» **Task directions**
The entries that follow need to be reproduced exactly, minus any images.

» **Records provided**
^^^^^^^^^^^^^^^^
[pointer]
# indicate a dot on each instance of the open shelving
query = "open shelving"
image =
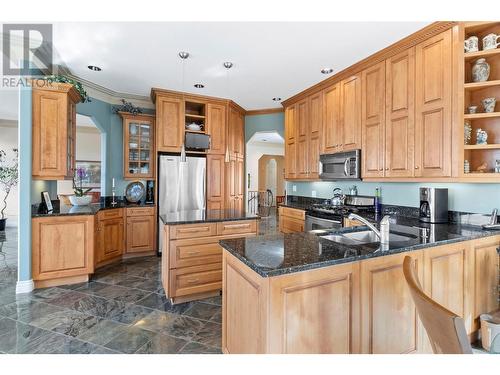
(474, 93)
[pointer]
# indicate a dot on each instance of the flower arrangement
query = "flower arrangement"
(77, 85)
(80, 191)
(9, 177)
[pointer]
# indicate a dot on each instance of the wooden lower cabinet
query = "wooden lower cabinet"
(486, 269)
(389, 321)
(62, 249)
(110, 239)
(192, 258)
(358, 307)
(291, 220)
(141, 228)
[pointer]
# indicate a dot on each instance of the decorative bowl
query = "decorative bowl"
(194, 126)
(80, 201)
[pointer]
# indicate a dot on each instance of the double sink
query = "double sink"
(365, 237)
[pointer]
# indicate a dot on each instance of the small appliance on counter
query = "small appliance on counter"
(433, 205)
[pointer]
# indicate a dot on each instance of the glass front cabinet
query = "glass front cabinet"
(138, 146)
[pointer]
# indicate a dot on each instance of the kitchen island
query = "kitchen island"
(191, 265)
(301, 293)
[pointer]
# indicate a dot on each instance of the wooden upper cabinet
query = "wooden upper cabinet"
(290, 142)
(138, 146)
(433, 62)
(351, 113)
(236, 134)
(169, 123)
(302, 135)
(400, 115)
(373, 120)
(332, 136)
(54, 131)
(215, 182)
(315, 125)
(216, 128)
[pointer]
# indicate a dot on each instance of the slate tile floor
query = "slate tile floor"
(123, 309)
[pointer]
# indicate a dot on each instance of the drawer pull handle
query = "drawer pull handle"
(236, 226)
(191, 230)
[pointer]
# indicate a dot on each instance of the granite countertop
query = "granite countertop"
(61, 209)
(205, 216)
(278, 254)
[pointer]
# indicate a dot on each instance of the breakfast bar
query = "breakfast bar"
(321, 293)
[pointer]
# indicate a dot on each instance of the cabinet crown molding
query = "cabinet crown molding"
(401, 45)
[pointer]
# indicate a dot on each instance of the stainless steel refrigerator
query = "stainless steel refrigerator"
(181, 186)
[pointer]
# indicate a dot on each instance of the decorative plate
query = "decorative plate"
(134, 191)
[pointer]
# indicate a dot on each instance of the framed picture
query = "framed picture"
(46, 200)
(92, 169)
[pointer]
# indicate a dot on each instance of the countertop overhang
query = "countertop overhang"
(205, 216)
(278, 254)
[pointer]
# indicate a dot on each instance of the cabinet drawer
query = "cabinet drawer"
(236, 227)
(140, 211)
(292, 225)
(192, 231)
(293, 213)
(187, 253)
(199, 279)
(111, 214)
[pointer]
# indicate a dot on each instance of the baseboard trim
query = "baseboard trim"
(26, 286)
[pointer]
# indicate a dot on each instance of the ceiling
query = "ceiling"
(9, 101)
(273, 59)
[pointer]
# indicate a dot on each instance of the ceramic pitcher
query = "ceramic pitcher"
(471, 44)
(490, 41)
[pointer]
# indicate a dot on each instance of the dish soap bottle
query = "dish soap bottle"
(378, 200)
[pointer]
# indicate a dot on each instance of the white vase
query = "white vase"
(480, 71)
(80, 201)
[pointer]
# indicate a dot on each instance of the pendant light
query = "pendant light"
(228, 65)
(183, 56)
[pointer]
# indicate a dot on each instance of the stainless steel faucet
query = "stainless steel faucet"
(383, 234)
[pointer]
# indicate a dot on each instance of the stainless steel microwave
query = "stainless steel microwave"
(340, 166)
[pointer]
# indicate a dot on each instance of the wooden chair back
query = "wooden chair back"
(445, 329)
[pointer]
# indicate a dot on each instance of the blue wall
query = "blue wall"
(479, 198)
(260, 123)
(110, 125)
(24, 224)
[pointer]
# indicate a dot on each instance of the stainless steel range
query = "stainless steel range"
(328, 216)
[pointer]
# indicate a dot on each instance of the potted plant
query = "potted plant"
(9, 178)
(80, 198)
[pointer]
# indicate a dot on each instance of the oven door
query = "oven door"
(313, 223)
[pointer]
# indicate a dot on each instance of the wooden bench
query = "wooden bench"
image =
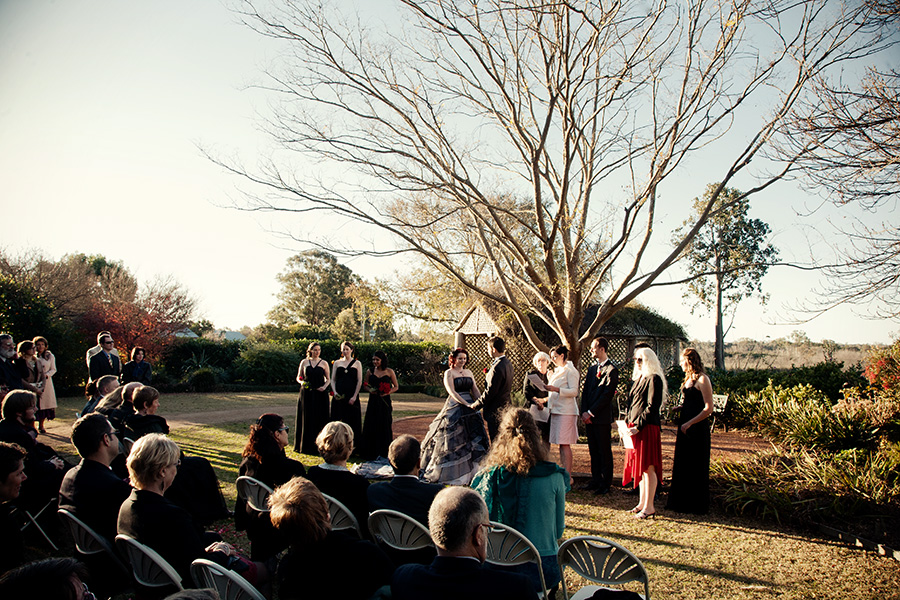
(720, 402)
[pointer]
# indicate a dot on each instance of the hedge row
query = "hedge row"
(203, 365)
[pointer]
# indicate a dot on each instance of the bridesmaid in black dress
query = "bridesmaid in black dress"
(312, 407)
(689, 492)
(346, 379)
(377, 432)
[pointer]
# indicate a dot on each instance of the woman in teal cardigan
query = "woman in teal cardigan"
(524, 490)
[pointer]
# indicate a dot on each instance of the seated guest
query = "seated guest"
(265, 460)
(149, 518)
(137, 369)
(405, 492)
(146, 403)
(96, 390)
(45, 469)
(526, 491)
(321, 562)
(12, 474)
(56, 578)
(335, 443)
(94, 493)
(91, 491)
(196, 487)
(456, 521)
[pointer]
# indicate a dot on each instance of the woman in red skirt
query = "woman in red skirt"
(646, 398)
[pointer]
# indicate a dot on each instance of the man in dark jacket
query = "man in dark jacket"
(498, 386)
(457, 521)
(597, 405)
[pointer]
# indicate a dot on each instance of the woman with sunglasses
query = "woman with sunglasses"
(264, 459)
(645, 399)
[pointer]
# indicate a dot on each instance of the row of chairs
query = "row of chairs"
(151, 570)
(597, 559)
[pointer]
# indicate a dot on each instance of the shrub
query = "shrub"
(194, 353)
(883, 369)
(205, 379)
(828, 377)
(267, 364)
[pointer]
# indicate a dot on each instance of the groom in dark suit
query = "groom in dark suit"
(498, 386)
(596, 411)
(457, 521)
(105, 362)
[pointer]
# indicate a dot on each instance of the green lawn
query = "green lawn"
(716, 556)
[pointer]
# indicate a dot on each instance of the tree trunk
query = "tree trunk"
(720, 332)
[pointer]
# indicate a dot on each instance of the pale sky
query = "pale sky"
(103, 105)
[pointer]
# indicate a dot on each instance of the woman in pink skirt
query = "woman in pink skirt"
(646, 398)
(563, 388)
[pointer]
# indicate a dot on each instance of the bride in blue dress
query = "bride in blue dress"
(456, 442)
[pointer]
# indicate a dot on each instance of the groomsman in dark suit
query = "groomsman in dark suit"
(597, 397)
(105, 362)
(498, 386)
(405, 492)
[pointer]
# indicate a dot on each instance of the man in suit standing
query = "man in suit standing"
(105, 362)
(457, 522)
(498, 386)
(596, 411)
(91, 491)
(405, 492)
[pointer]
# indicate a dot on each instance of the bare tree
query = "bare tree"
(524, 148)
(850, 134)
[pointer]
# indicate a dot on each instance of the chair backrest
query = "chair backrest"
(255, 492)
(507, 546)
(398, 530)
(341, 517)
(601, 561)
(148, 567)
(88, 541)
(230, 585)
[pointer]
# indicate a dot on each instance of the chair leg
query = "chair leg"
(34, 522)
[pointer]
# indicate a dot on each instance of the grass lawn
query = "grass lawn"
(714, 556)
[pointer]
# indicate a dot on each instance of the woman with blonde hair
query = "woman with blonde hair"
^^^^^^^^^^^^^^^^
» **Answer to this task**
[pointer]
# indicate a dot on each instance of the open shelving
query = "open shelving"
image =
(474, 93)
[pointer]
# indicate a dot on each instance of the flower arrangement
query = "flower arrangement"
(77, 85)
(80, 191)
(9, 177)
[pointer]
# indicate a dot on each instance of the wooden lower cabinet
query = "wooden lower cabinet"
(486, 269)
(389, 321)
(62, 249)
(110, 239)
(192, 258)
(358, 307)
(291, 220)
(141, 228)
[pointer]
# indicate a dot on each instance of the decorative bowl
query = "decorative bowl"
(194, 126)
(80, 201)
[pointer]
# indicate a dot on each instance of the double sink
query = "double sink"
(365, 237)
[pointer]
# indicate a dot on each instance of the small appliance on counter
query = "small appliance on counter"
(433, 205)
[pointer]
# indicate a dot on each instance of the glass front cabinet
query = "glass front cabinet"
(138, 146)
[pointer]
# indicate a dot on each instance of the kitchen island
query = "kitchen island"
(191, 265)
(301, 293)
[pointer]
# indicate a dot on each instance of the wooden upper cabinet
query = "wooden upper cabinet"
(290, 142)
(138, 146)
(433, 62)
(351, 113)
(236, 134)
(169, 123)
(302, 135)
(400, 115)
(373, 120)
(332, 136)
(54, 131)
(215, 182)
(315, 125)
(216, 128)
[pointer]
# indicate a dot on each instance of the slate tile floor
query = "slate tile floor"
(123, 309)
[pointer]
# indicate a dot on each instance of the drawer pull handle
query = "drawer pull handle"
(236, 226)
(191, 230)
[pointer]
# indicate a dot on each instance of the granite countertop
query = "granite countertop"
(61, 209)
(205, 216)
(278, 254)
[pointer]
# indicate a dot on each instance of the breakfast bar
query = "breakfast bar"
(321, 293)
[pointer]
# indicate a dot on each instance of the cabinet crown molding
query = "cabinet crown molding"
(401, 45)
[pointer]
# indicate a dot on each instance of the stainless steel refrigerator
query = "stainless steel refrigerator"
(181, 186)
[pointer]
# indicate a dot on each instance of the decorative plate
query = "decorative plate"
(134, 191)
[pointer]
# indicate a dot on each instance of the framed picture
query = "framed picture"
(46, 200)
(92, 169)
[pointer]
# indicate a dot on each instance of the countertop overhang
query = "countertop overhang"
(205, 216)
(278, 254)
[pointer]
# indicate a dot on each instance of the cabinet drawer
query = "cabinet drawer"
(236, 227)
(140, 211)
(292, 225)
(192, 231)
(293, 213)
(187, 253)
(199, 279)
(111, 214)
[pointer]
# indicate a dot on each instance of the baseboard trim
query = "baseboard trim"
(26, 286)
[pointer]
# indicate a dot on each instance of the ceiling
query = "ceiling"
(9, 101)
(273, 59)
[pointer]
# indicate a dot on each instance of the ceramic pitcher
query = "ceramic pitcher"
(471, 44)
(490, 41)
[pointer]
# indicate a dot on each instance of the dish soap bottle
query = "dish soap bottle"
(378, 200)
[pointer]
# indicate a dot on each instance of the white vase
query = "white vase"
(480, 71)
(80, 201)
[pointer]
# indicate a dot on each instance of the pendant light
query = "pendant light"
(228, 65)
(183, 56)
[pointer]
# indicate a dot on each instance of the stainless steel faucet
query = "stainless steel faucet"
(383, 234)
[pointer]
# indicate a dot on each instance of the stainless steel microwave
query = "stainless steel microwave"
(340, 166)
[pointer]
# indicate a dot on each instance of the wooden chair back
query = "wooden chair back"
(445, 329)
[pointer]
# indicate a dot on each instance of the blue wall
query = "blue wall"
(479, 198)
(260, 123)
(110, 125)
(24, 224)
[pointer]
# indicate a dot on each instance of the stainless steel range
query = "stainless steel range"
(328, 216)
[pointer]
# indicate a dot on each instance of the potted plant
query = "potted plant"
(9, 178)
(80, 198)
[pointer]
# indicate a dot on each instance of the oven door
query = "oven door"
(313, 223)
[pointer]
# indicate a dot on each instance of the wooden bench
query = "wooden bench"
image =
(720, 402)
[pointer]
# indicate a dot on each instance of the hedge row
query = "hedge row"
(203, 365)
[pointer]
# indicate a dot on each instance of the bridesmaid in black dress
query = "bridesmaid in black dress"
(312, 407)
(689, 492)
(346, 379)
(377, 432)
[pointer]
# indicate a dot on each instance of the woman in teal cardigan
query = "woman in teal cardigan"
(524, 490)
[pointer]
# indicate a dot on each instance of the seated guest
query = "seated guest"
(265, 460)
(149, 518)
(137, 369)
(405, 492)
(146, 403)
(96, 390)
(45, 469)
(526, 491)
(321, 562)
(12, 474)
(56, 578)
(335, 443)
(94, 493)
(91, 491)
(196, 487)
(456, 521)
[pointer]
# indicate a dot on each instance of the woman in red skirt
query = "woman in red skirt"
(646, 398)
[pointer]
# indicate a dot on each instance of the man in dark jacket
query = "man in dark jacket"
(498, 386)
(457, 521)
(597, 405)
[pointer]
# indicate a dot on each instance of the woman with sunglasses
query = "woman with sunglasses"
(264, 459)
(645, 399)
[pointer]
# indicate a dot on each instance of the row of chairs
query = "row of chairs"
(151, 570)
(597, 559)
[pointer]
# indicate a dot on each instance of the shrub
query = "shrub"
(194, 353)
(883, 369)
(205, 379)
(828, 377)
(267, 364)
[pointer]
# indicate a dot on each instance of the groom in dark suit
query = "groom in dark suit"
(498, 386)
(596, 411)
(457, 521)
(105, 362)
[pointer]
# indicate a dot on each instance of the green lawn
query = "green lawn"
(716, 556)
[pointer]
# indicate a dot on each instance of the tree trunk
query = "tree trunk"
(720, 332)
[pointer]
# indicate a dot on each instance of the pale sky
query = "pale sky"
(103, 105)
[pointer]
# indicate a dot on each instance of the woman in pink skirt
query = "woman in pink skirt"
(646, 398)
(563, 388)
[pointer]
# indicate a dot on each instance of the bride in blue dress
query = "bride in blue dress"
(456, 442)
[pointer]
# indicate a dot on each instance of the groomsman in dark suit
query = "groomsman in dark suit"
(597, 397)
(105, 362)
(498, 386)
(405, 492)
[pointer]
# indicate a dot on each instance of the man in suit standing
query = "man in suit standing"
(105, 362)
(457, 522)
(498, 386)
(596, 411)
(91, 491)
(405, 492)
[pointer]
# indicate a dot on each instance of the bare tree
query = "bare tree"
(524, 148)
(850, 134)
[pointer]
# indicate a dot on each instance of the chair backrest
query = "chair backrest"
(255, 492)
(507, 546)
(398, 530)
(341, 517)
(601, 561)
(148, 567)
(88, 541)
(230, 585)
[pointer]
# indicate a dot on each instance of the chair leg
query = "chair leg"
(34, 522)
[pointer]
# indicate a dot on each instance of the grass lawn
query = "grass lawn"
(714, 556)
[pointer]
# indicate a dot on each instance of the woman with blonde hair
query = "woman with blonde hair"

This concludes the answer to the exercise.